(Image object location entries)

■ ■ ■

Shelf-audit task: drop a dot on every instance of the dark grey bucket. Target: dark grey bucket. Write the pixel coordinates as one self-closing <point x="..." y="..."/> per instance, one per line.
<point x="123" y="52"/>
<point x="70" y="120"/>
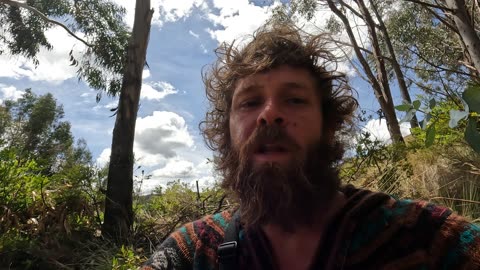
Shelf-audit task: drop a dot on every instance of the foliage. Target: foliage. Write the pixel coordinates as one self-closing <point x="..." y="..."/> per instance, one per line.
<point x="101" y="64"/>
<point x="449" y="115"/>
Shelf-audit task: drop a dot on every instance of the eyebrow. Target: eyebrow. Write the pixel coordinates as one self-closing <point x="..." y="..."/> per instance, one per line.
<point x="287" y="86"/>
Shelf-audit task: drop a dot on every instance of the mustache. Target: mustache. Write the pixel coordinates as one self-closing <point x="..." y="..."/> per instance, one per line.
<point x="269" y="134"/>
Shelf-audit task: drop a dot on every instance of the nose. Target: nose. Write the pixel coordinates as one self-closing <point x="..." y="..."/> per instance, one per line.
<point x="271" y="114"/>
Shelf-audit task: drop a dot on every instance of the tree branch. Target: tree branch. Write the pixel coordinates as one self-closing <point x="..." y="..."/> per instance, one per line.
<point x="429" y="5"/>
<point x="43" y="17"/>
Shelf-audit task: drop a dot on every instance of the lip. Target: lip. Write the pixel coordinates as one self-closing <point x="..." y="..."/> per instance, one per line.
<point x="271" y="152"/>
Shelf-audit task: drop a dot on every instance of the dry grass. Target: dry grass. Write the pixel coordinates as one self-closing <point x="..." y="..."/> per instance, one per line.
<point x="449" y="176"/>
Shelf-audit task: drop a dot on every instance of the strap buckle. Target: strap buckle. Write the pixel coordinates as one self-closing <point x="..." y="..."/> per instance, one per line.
<point x="227" y="252"/>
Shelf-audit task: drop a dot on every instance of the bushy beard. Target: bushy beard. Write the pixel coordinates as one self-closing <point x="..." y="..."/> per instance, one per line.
<point x="287" y="195"/>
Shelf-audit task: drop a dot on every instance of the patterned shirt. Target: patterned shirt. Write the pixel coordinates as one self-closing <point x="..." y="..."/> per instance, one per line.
<point x="373" y="231"/>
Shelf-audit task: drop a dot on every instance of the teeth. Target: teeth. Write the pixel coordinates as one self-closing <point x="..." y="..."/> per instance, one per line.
<point x="271" y="148"/>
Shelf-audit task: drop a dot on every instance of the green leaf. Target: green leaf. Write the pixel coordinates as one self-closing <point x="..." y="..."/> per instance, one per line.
<point x="456" y="116"/>
<point x="472" y="136"/>
<point x="426" y="120"/>
<point x="408" y="116"/>
<point x="432" y="103"/>
<point x="430" y="138"/>
<point x="472" y="96"/>
<point x="403" y="107"/>
<point x="416" y="104"/>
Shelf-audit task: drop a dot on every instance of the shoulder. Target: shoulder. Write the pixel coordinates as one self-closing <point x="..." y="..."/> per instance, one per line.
<point x="193" y="243"/>
<point x="416" y="231"/>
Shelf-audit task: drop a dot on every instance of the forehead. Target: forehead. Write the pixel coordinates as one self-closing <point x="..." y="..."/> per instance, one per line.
<point x="284" y="78"/>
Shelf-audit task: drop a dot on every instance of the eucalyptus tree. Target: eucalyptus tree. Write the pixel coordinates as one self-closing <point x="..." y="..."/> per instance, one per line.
<point x="371" y="60"/>
<point x="112" y="63"/>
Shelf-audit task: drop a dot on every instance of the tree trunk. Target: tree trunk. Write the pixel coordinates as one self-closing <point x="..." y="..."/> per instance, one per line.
<point x="380" y="85"/>
<point x="463" y="22"/>
<point x="118" y="203"/>
<point x="395" y="65"/>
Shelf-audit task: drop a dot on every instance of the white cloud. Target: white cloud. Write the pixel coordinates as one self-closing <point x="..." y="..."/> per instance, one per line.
<point x="178" y="169"/>
<point x="379" y="130"/>
<point x="146" y="74"/>
<point x="104" y="157"/>
<point x="238" y="18"/>
<point x="162" y="133"/>
<point x="10" y="92"/>
<point x="110" y="105"/>
<point x="164" y="10"/>
<point x="193" y="34"/>
<point x="54" y="65"/>
<point x="149" y="91"/>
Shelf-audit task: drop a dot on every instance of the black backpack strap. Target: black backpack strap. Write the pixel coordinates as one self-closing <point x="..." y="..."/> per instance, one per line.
<point x="227" y="251"/>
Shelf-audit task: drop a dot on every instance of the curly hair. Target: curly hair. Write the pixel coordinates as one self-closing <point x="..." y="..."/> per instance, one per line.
<point x="274" y="45"/>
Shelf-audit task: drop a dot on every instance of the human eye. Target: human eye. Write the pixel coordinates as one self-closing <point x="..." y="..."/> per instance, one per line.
<point x="250" y="103"/>
<point x="297" y="100"/>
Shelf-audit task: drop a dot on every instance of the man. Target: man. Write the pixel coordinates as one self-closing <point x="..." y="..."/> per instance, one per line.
<point x="275" y="121"/>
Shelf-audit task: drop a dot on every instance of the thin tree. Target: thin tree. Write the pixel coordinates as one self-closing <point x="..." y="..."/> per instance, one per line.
<point x="118" y="205"/>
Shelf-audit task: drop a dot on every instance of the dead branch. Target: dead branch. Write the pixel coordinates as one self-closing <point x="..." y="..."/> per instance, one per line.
<point x="43" y="17"/>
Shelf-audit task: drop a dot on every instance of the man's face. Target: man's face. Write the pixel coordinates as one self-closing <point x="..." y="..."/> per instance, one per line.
<point x="284" y="98"/>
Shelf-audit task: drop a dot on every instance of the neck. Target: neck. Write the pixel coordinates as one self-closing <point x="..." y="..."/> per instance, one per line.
<point x="300" y="245"/>
<point x="320" y="223"/>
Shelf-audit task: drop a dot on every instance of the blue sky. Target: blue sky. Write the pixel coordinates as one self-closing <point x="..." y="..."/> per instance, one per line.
<point x="184" y="34"/>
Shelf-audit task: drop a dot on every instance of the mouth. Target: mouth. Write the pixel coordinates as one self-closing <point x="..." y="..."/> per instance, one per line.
<point x="271" y="148"/>
<point x="271" y="152"/>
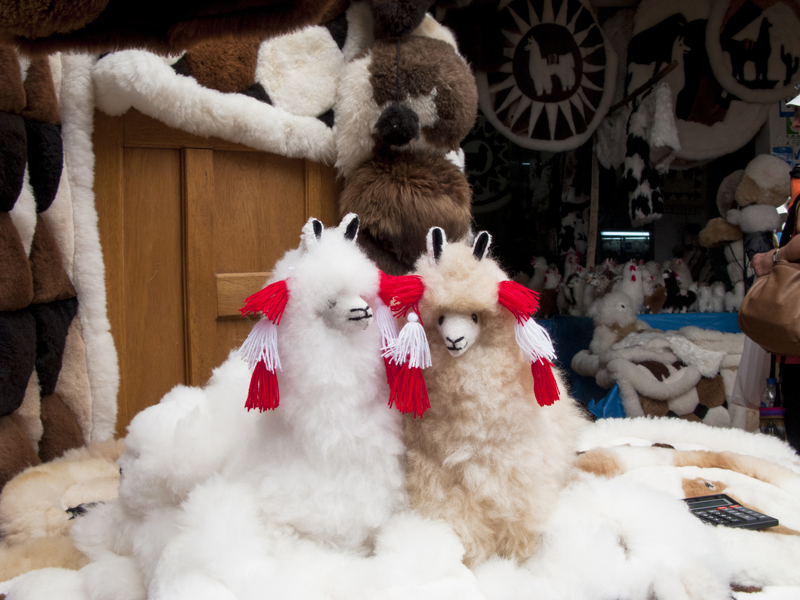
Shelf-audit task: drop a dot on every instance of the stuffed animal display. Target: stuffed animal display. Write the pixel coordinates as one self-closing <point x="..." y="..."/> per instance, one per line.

■ ■ ■

What is being asked
Go through the listing above and quote it exactly, apart from its images.

The response
Shelf-audit task: drop a dot on every instance of the dark grey bucket. Target: dark grey bucket. Write the pixel coordinates as one self-closing <point x="..." y="..."/> per instance, one per line.
<point x="123" y="52"/>
<point x="70" y="120"/>
Shelf-audit task: drop a dot on every instance of the foliage. Target: foliage. Write the pixel coordinates as one self-closing <point x="..." y="..."/> per instance, one per line.
<point x="101" y="64"/>
<point x="449" y="115"/>
Shelf-audit task: drop a dot on every instance of the eyebrow. Target: eyebrow. Write the pixel coordinates as one self-closing <point x="..." y="..."/> per instance, one per line.
<point x="287" y="86"/>
Shelf-audit task: drop a dot on every instance of the mustache. Target: mustache. Write the pixel coordinates as one self-closing <point x="..." y="..."/> per instance, one per line.
<point x="269" y="134"/>
Shelf-audit task: drop a dot on every instance of the nose. Target: nose. Write the pixel coordinates as one self-closing <point x="..." y="..."/> per instance, one per line.
<point x="271" y="114"/>
Shelf-audit task: drop a dot on every instance of the tree branch. Target: tree branch. Write the pixel coordinates as one self-closing <point x="..." y="..."/> per instance, one per line.
<point x="429" y="5"/>
<point x="43" y="17"/>
Shelf-audit task: drop a dot on every instance of the lip. Target: lip. Write the pixel coordinates as one self-closing <point x="..." y="..."/> per instance, one per line.
<point x="271" y="152"/>
Shelf-audit task: drop a dot on every instance of the dry grass. Target: dry grass. Write the pixel coordinates as one self-closing <point x="..." y="..."/> per instance, one per line.
<point x="449" y="176"/>
Shelf-audit task: drop a dot on every instance of the strap buckle. Target: strap buckle. Write the pixel coordinates as one self-closing <point x="..." y="..."/> per instance, one per line.
<point x="227" y="252"/>
Shelf-audit task: drop a dot on every instance of the bushy beard. Target: bushy beard. Write the pixel coordinates as one self-closing <point x="..." y="..."/> per instance, one per line.
<point x="287" y="195"/>
Shelf-audit task: drop a dot on every instance of the patterned shirt. Target: patterned shirt. Write the pixel coordinates as one self-closing <point x="..." y="..."/> per instance, one per line.
<point x="373" y="231"/>
Shelf-audit task: drop a dot on every instance of the teeth. Target: teeth. Write the pixel coordinates as one self-closing <point x="..." y="..."/> per instance, one per line.
<point x="271" y="148"/>
Shelf-audit task: drop a dot on every instance of the green leaf. Target: green leaf. Write the pixel coordinates as one self-closing <point x="..." y="..."/> per instance, one per line.
<point x="456" y="116"/>
<point x="472" y="136"/>
<point x="426" y="120"/>
<point x="408" y="116"/>
<point x="432" y="103"/>
<point x="430" y="138"/>
<point x="472" y="96"/>
<point x="403" y="107"/>
<point x="416" y="104"/>
Shelf-audit task: drop a dot on every instance of the shoulder. Target: shoulder. Write the pixel coordinates as one self-closing <point x="..." y="..."/> per instance, one per line.
<point x="193" y="243"/>
<point x="416" y="231"/>
Shelf-audit task: drop a dot on every instance of the forehead. Target: forehead. Write the pixel coordinates as one self-closing <point x="..." y="..."/> per instance, one per line.
<point x="284" y="78"/>
Shelf-audit task: drop a dot on every instance of the eucalyptus tree. Target: eucalyptus tree. Write the pixel coordinates as one self-closing <point x="..." y="..."/> per instance, one per line.
<point x="371" y="60"/>
<point x="112" y="63"/>
Shelf-audit task: drop a dot on every instance of the tree trunk. Target: tree trunk. Write the pixel coordinates as one self-closing <point x="..." y="..."/> per instance, one per line.
<point x="380" y="85"/>
<point x="463" y="22"/>
<point x="118" y="203"/>
<point x="395" y="65"/>
Shelf-audit task: drop a dot on every instance of the white cloud. Target: white cloud. Write the pixel coordinates as one self-closing <point x="..." y="..."/> per instance, one per line.
<point x="178" y="169"/>
<point x="379" y="130"/>
<point x="146" y="74"/>
<point x="104" y="157"/>
<point x="238" y="18"/>
<point x="162" y="133"/>
<point x="10" y="92"/>
<point x="110" y="105"/>
<point x="164" y="10"/>
<point x="193" y="34"/>
<point x="54" y="65"/>
<point x="149" y="91"/>
Shelf-audit task: drop a dot on every instance of the black backpack strap. Target: black backpack strap. Write the pixel coordinates as one self-closing <point x="..." y="..."/> per instance, one per line.
<point x="227" y="251"/>
Shelf-audit task: drop a dot on every instance of the curly hair. Target: curly hair. Write the pixel coordinates as one self-closing <point x="..." y="..."/> per instance, one per line.
<point x="274" y="45"/>
Shelf-audit task: drop a dot on every instance of the human eye. Target: human eye. Write the pixel coordinates as one self-closing <point x="..." y="..."/> per instance, one per line.
<point x="250" y="103"/>
<point x="297" y="100"/>
Shelf-audit task: drop a dot on every instance of the man. Target: man. Write the pixel coordinates as one self-closing <point x="..." y="..."/> per instance, one per line.
<point x="275" y="121"/>
Shelf-audit task: drop a dot on every instance of the thin tree. Target: thin tree. Write the pixel coordinates as one self-closing <point x="..." y="..."/> per instance, one per line.
<point x="118" y="205"/>
Shelf-audit task: drop a dot on every instance of the dead branch. Target: dead branch. Write the pixel coordinates as one self-closing <point x="..." y="..."/> per instance, one per line.
<point x="43" y="17"/>
Shelf-audit task: drop a dot on every instance of the man's face. Target: man's face. Write the pixel coordinates as one self-closing <point x="..." y="..."/> per instance, one per line.
<point x="284" y="98"/>
Shelf-audit task: drop a dot on every instance of the neck. Target: neck. Write the pixel coordinates as one self-closing <point x="..." y="..."/> per instance, one per line.
<point x="300" y="245"/>
<point x="320" y="223"/>
Shelf-audit task: drop a dot on every instance of the blue sky. Target: blue sky. Write the pixel coordinates as one self-closing <point x="..." y="..."/> per instance, one per line.
<point x="184" y="34"/>
Shelf-audit task: drop a dot on every instance of the mouth. Target: mouth. Write the pixel coordinates as one self-closing <point x="..." y="..."/> per instance, one per line.
<point x="271" y="148"/>
<point x="271" y="152"/>
Shelf-audit task: drop a dot on every instance of the stuffed animal display. Target: stuffed animal display. Write the pixel coordinates as one self-closing <point x="..." y="..."/> per instance, one per line.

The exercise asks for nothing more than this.